**What is expected:** Repeat each entry exactly and drop the pictures.

Stored items:
● ● ● ● ●
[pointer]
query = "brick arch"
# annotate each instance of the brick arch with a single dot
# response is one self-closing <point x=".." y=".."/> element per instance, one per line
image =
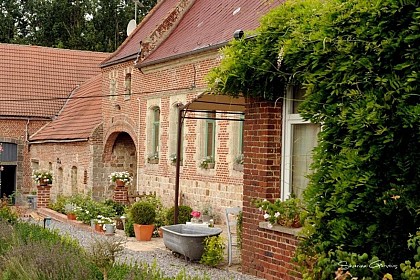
<point x="118" y="126"/>
<point x="120" y="154"/>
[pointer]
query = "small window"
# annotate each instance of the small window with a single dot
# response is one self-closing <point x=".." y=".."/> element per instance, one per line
<point x="112" y="87"/>
<point x="210" y="135"/>
<point x="299" y="139"/>
<point x="127" y="86"/>
<point x="155" y="132"/>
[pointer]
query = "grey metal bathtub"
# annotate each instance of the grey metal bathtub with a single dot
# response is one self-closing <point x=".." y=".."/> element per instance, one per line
<point x="187" y="240"/>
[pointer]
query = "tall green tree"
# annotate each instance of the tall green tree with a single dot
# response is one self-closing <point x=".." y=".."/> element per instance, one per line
<point x="358" y="60"/>
<point x="9" y="13"/>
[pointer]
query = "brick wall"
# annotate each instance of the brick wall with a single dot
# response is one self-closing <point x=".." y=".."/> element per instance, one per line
<point x="77" y="166"/>
<point x="164" y="85"/>
<point x="266" y="253"/>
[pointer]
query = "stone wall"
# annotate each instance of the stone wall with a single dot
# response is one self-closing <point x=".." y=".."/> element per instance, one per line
<point x="15" y="131"/>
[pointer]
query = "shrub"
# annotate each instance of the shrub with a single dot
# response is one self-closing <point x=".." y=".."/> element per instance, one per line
<point x="363" y="191"/>
<point x="184" y="215"/>
<point x="214" y="249"/>
<point x="119" y="208"/>
<point x="44" y="260"/>
<point x="143" y="213"/>
<point x="288" y="213"/>
<point x="60" y="204"/>
<point x="7" y="215"/>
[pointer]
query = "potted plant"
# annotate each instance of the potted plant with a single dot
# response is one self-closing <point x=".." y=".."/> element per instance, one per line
<point x="288" y="213"/>
<point x="121" y="178"/>
<point x="184" y="214"/>
<point x="238" y="164"/>
<point x="207" y="162"/>
<point x="172" y="159"/>
<point x="42" y="177"/>
<point x="143" y="214"/>
<point x="195" y="217"/>
<point x="70" y="210"/>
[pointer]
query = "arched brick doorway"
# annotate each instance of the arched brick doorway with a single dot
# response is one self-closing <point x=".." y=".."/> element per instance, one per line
<point x="120" y="155"/>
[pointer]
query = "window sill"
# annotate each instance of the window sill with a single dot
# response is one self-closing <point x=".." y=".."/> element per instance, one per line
<point x="281" y="229"/>
<point x="238" y="167"/>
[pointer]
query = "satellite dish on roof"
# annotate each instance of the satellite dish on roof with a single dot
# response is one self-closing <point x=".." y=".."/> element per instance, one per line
<point x="131" y="26"/>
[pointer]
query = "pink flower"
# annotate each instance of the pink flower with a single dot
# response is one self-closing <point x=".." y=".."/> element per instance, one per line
<point x="195" y="214"/>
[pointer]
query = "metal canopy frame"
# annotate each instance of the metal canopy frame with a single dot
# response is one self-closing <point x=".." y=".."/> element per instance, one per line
<point x="204" y="103"/>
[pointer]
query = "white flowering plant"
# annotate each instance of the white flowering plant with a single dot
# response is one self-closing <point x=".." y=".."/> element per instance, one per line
<point x="104" y="220"/>
<point x="172" y="158"/>
<point x="42" y="176"/>
<point x="122" y="175"/>
<point x="239" y="159"/>
<point x="288" y="213"/>
<point x="205" y="162"/>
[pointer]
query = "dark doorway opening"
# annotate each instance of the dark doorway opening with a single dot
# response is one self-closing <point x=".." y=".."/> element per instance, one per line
<point x="8" y="180"/>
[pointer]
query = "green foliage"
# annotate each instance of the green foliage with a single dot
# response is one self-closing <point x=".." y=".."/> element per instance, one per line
<point x="412" y="271"/>
<point x="59" y="204"/>
<point x="358" y="61"/>
<point x="118" y="208"/>
<point x="143" y="213"/>
<point x="214" y="250"/>
<point x="32" y="252"/>
<point x="129" y="227"/>
<point x="6" y="214"/>
<point x="103" y="253"/>
<point x="184" y="214"/>
<point x="288" y="213"/>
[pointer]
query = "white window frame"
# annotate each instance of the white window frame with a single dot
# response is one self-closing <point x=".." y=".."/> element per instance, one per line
<point x="289" y="119"/>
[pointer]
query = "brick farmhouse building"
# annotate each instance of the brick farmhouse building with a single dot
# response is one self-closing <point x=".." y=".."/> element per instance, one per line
<point x="122" y="115"/>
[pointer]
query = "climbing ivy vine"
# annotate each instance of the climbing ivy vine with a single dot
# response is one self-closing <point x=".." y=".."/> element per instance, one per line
<point x="359" y="62"/>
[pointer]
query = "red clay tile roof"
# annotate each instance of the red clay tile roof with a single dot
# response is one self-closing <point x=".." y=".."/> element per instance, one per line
<point x="211" y="22"/>
<point x="79" y="117"/>
<point x="131" y="45"/>
<point x="36" y="81"/>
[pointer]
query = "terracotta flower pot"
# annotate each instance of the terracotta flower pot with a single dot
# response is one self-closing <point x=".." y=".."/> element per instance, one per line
<point x="99" y="228"/>
<point x="71" y="216"/>
<point x="143" y="232"/>
<point x="120" y="183"/>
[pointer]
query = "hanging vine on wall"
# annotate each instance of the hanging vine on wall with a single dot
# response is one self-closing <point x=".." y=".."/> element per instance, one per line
<point x="358" y="61"/>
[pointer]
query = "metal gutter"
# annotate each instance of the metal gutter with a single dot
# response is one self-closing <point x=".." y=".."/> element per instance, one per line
<point x="120" y="60"/>
<point x="5" y="117"/>
<point x="168" y="58"/>
<point x="59" y="141"/>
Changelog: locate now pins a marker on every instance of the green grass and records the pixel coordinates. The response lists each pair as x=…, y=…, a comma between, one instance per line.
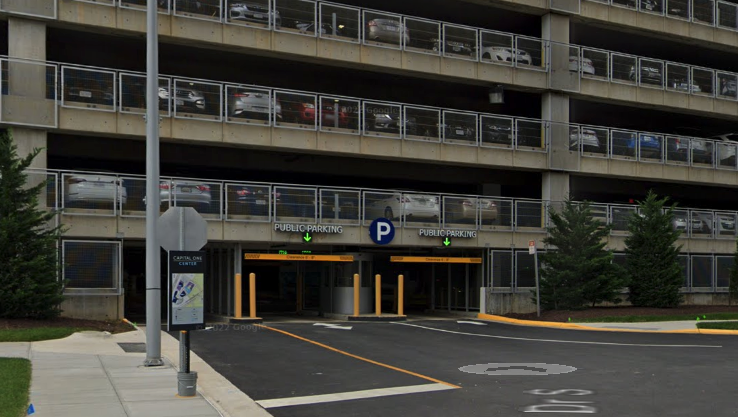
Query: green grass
x=14, y=385
x=35, y=334
x=731, y=325
x=675, y=317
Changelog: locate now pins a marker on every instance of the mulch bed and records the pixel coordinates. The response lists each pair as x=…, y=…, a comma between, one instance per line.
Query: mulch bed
x=102, y=326
x=564, y=315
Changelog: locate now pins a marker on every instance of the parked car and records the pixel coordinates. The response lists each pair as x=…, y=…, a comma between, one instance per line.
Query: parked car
x=505, y=54
x=454, y=47
x=497, y=133
x=387, y=30
x=465, y=210
x=250, y=200
x=90, y=189
x=586, y=65
x=185, y=99
x=410, y=206
x=185, y=193
x=252, y=12
x=391, y=123
x=251, y=104
x=650, y=74
x=584, y=136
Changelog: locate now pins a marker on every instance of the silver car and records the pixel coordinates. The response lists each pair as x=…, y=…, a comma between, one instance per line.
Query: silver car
x=252, y=12
x=504, y=54
x=387, y=30
x=191, y=193
x=93, y=189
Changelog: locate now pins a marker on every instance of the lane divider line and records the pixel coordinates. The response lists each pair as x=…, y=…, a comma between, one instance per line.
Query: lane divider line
x=580, y=342
x=352, y=395
x=384, y=365
x=553, y=324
● ● ● ● ●
**The solution:**
[pointer]
query = "brick arch"
# annotate each instance of the brick arch with a single dot
# response is one self-closing <point x=".." y=".."/> element per instance, one per line
image =
<point x="118" y="126"/>
<point x="120" y="154"/>
[pointer]
query = "small window"
# annotate each instance of the small window with a single dot
# response is one self-closing <point x=".." y=".."/> element per instance, one per line
<point x="112" y="87"/>
<point x="210" y="135"/>
<point x="299" y="139"/>
<point x="127" y="86"/>
<point x="155" y="132"/>
[pointer]
query = "grey metal bathtub"
# annotate each instance of the grey metal bathtub with a single dot
# response is one self-closing <point x=".." y=".."/> element per instance, one per line
<point x="187" y="240"/>
[pointer]
query = "tall green tree"
# annotate each instance of the tall green tree with a single dot
# response is one self-closing <point x=".." y=".."/> element per instance, one per line
<point x="358" y="60"/>
<point x="9" y="13"/>
[pointer]
query = "brick wall"
# annotate each instance of the brick wall with a single dot
# response is one self-closing <point x=".." y=".."/> element per instance, one per line
<point x="77" y="166"/>
<point x="164" y="85"/>
<point x="266" y="253"/>
[pointer]
query = "stone wall"
# annotate each instance of the stone wall with a single dot
# response is one self-closing <point x=".." y=".."/> element per instance, one per line
<point x="15" y="131"/>
[pointer]
query = "shrub"
# annotate each instance of the shrub with a single dot
# response is one self-closing <point x=".." y=".."/> element per instance, one per line
<point x="363" y="191"/>
<point x="184" y="215"/>
<point x="214" y="249"/>
<point x="119" y="208"/>
<point x="44" y="260"/>
<point x="143" y="213"/>
<point x="288" y="213"/>
<point x="60" y="204"/>
<point x="7" y="215"/>
[pointer]
query = "potted plant"
# annotate each instance of the potted plant with a single dot
# response is one self-closing <point x=".." y=".."/> element per instance, one per line
<point x="288" y="213"/>
<point x="121" y="178"/>
<point x="184" y="214"/>
<point x="238" y="164"/>
<point x="207" y="162"/>
<point x="172" y="159"/>
<point x="42" y="177"/>
<point x="143" y="214"/>
<point x="195" y="217"/>
<point x="70" y="210"/>
[pointer]
query = "arched brick doorway"
# annotate each instance of the arched brick doorway with a single dot
# response is one self-closing <point x=".." y=".."/> element per instance, one per line
<point x="120" y="155"/>
[pointer]
query = "window sill"
# annotate each instance of the window sill with a single dot
# response is one self-closing <point x=".." y=".."/> element per instance, one per line
<point x="281" y="229"/>
<point x="238" y="167"/>
[pointer]
query = "satellite dish on roof"
# annotate each instance of the satellite dish on roof with a single dot
# response is one self-closing <point x=".." y=".."/> element per instance, one per line
<point x="131" y="26"/>
[pointer]
query = "pink flower"
# annotate each instance of the pink flower with a single dot
# response is one self-closing <point x=".." y=".."/> element per instance, one per line
<point x="195" y="214"/>
[pointer]
query = "metal canopy frame"
# annotate each instance of the metal canopy frame with a single dot
# response is one self-closing <point x=".." y=".."/> element per instance, one per line
<point x="204" y="103"/>
[pointer]
query = "white flowering plant"
# annotate each instance of the white flowering plant with a single dot
# response is one self-closing <point x=".." y=".."/> element per instance, one per line
<point x="104" y="220"/>
<point x="172" y="158"/>
<point x="42" y="176"/>
<point x="122" y="175"/>
<point x="239" y="159"/>
<point x="288" y="213"/>
<point x="205" y="162"/>
[pointer]
query = "dark doorway opening"
# annotate each instance of the dark doorway opening with a single dot
# response is one self-closing <point x=".." y=".."/> element per instance, one per line
<point x="8" y="180"/>
[pointer]
query = "green foliage"
# annotate each instance of the green foliage with a single dot
# response is one self-closing <point x=".." y=".."/> element per instance, one per line
<point x="412" y="271"/>
<point x="59" y="204"/>
<point x="358" y="61"/>
<point x="118" y="208"/>
<point x="143" y="213"/>
<point x="214" y="250"/>
<point x="32" y="252"/>
<point x="129" y="227"/>
<point x="6" y="214"/>
<point x="103" y="253"/>
<point x="184" y="214"/>
<point x="288" y="213"/>
[pointer]
query = "white window frame"
# annotate each instance of the white window frame with a single dot
# response is one self-closing <point x=".." y=".."/> element per instance, one per line
<point x="289" y="119"/>
[pointer]
query = "brick farmhouse building"
# annotate each instance of the brick farmhouse building with a single dot
# response is one self-closing <point x=".." y=".."/> element per instance, one per line
<point x="122" y="115"/>
[pointer]
query = "climbing ivy vine"
# annotate each instance of the climbing ivy vine with a single dot
# response is one self-closing <point x=".." y=".."/> element per instance, one per line
<point x="359" y="62"/>
[pointer]
query = "red clay tile roof"
# annotate each instance of the red clay tile roof with a single dot
# response is one self-closing <point x=".." y=".."/> element per instance, one per line
<point x="211" y="22"/>
<point x="79" y="117"/>
<point x="131" y="45"/>
<point x="36" y="81"/>
[pointer]
query = "terracotta flower pot"
# annotate each instance of the terracotta flower pot with a single dot
# response is one self-closing <point x=".." y=".."/> element per instance, one per line
<point x="99" y="228"/>
<point x="71" y="216"/>
<point x="143" y="232"/>
<point x="120" y="183"/>
[pointer]
query = "hanging vine on wall"
# annotate each instance of the hanging vine on wall with a single dot
# response is one self-closing <point x=".." y=".."/> element per instance, one per line
<point x="358" y="61"/>
[pointer]
query = "metal gutter"
# annotate each instance of the metal gutter with a single dot
# response is one self-closing <point x=".." y=".."/> element per instance, one per line
<point x="120" y="60"/>
<point x="5" y="117"/>
<point x="168" y="58"/>
<point x="59" y="141"/>
Changelog: locate now pins a marker on every instance of the green grass and records the pixel coordinates. The response lists each pair as x=…, y=…, a comma between, one instance per line.
Query: green grass
x=14, y=385
x=35, y=334
x=731, y=325
x=675, y=317
Changelog: locate now pins a marker on every instance of the mulch bed and records the pixel coordinates. The response lists each pair as x=…, y=…, a comma between, one instance per line.
Query: mulch bed
x=102, y=326
x=564, y=315
Changelog: locate now pins a marker on every instance of the parked car and records the pixel coordinates. The response lists each pair as x=…, y=…, a comma between, one instance per line.
Query: parked car
x=505, y=54
x=454, y=47
x=497, y=133
x=387, y=30
x=465, y=210
x=250, y=200
x=90, y=189
x=586, y=65
x=185, y=99
x=410, y=206
x=185, y=193
x=252, y=12
x=391, y=123
x=251, y=104
x=650, y=74
x=584, y=136
Changelog: locate now pins a marker on every instance of the silver car and records the pixel coordinates. The response lists each pair as x=…, y=…, a comma between, one instance per line.
Query: silver car
x=252, y=12
x=504, y=54
x=387, y=30
x=191, y=193
x=93, y=189
Changelog: locate now pins a marker on every instance of the lane divider line and records the pixel coordinates. The response lists each pair as x=…, y=…, a comma between, one instance per line.
Query: lane divider line
x=580, y=342
x=352, y=395
x=384, y=365
x=553, y=324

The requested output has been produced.